— Start of PROVIDED MATERIAL —
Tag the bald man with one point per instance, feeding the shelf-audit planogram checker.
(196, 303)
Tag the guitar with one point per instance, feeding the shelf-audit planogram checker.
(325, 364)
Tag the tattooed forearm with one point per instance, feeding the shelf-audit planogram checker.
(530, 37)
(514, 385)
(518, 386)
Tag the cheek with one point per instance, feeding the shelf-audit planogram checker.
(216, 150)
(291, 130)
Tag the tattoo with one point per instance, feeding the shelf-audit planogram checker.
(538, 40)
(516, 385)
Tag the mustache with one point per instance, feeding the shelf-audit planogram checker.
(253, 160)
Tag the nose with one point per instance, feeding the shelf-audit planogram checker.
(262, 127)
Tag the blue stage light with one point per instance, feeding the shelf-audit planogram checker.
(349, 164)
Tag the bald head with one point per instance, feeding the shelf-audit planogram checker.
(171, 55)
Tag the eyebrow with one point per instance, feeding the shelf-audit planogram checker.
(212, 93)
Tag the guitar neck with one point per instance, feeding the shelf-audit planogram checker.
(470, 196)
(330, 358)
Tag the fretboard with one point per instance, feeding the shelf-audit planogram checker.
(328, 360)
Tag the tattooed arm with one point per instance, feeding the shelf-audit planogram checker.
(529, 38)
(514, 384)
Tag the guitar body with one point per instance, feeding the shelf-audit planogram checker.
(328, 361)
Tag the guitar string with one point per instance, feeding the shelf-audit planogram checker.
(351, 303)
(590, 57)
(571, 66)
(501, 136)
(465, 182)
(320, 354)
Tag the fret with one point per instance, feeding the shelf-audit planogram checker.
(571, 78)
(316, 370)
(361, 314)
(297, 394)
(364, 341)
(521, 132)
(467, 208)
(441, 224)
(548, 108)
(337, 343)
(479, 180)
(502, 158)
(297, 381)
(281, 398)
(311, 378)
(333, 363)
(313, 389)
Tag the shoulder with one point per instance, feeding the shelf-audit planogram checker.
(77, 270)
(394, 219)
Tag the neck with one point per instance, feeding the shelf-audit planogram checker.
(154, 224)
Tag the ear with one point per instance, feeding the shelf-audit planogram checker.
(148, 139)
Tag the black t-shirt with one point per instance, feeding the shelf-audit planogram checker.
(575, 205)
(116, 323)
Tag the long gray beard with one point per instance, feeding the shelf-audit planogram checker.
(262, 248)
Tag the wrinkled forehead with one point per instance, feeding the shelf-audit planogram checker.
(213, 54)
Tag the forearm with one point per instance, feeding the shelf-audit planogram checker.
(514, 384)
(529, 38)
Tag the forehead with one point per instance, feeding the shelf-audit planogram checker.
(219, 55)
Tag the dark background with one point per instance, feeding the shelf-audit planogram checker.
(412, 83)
— End of PROVIDED MATERIAL —
— Start of PROVIDED MATERIAL —
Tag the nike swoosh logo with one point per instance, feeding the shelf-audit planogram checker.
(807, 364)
— End of PROVIDED MATERIAL —
:: THE REQUEST ::
Collect every line in the items above that contains the string "guitar", and copy each one in full. Case counts.

:: ANSWER TO THE TASK ::
Tag the guitar with one point per instance, feeding the shelf-audit planogram checker.
Tag the guitar neck with one point per instance, feeding the shelf-audit planogram checker.
Tag the guitar body with one point per instance, feeding the shelf-audit planogram checker.
Tag the guitar string with one point per instance, feeding the shelf-audit planogram checker.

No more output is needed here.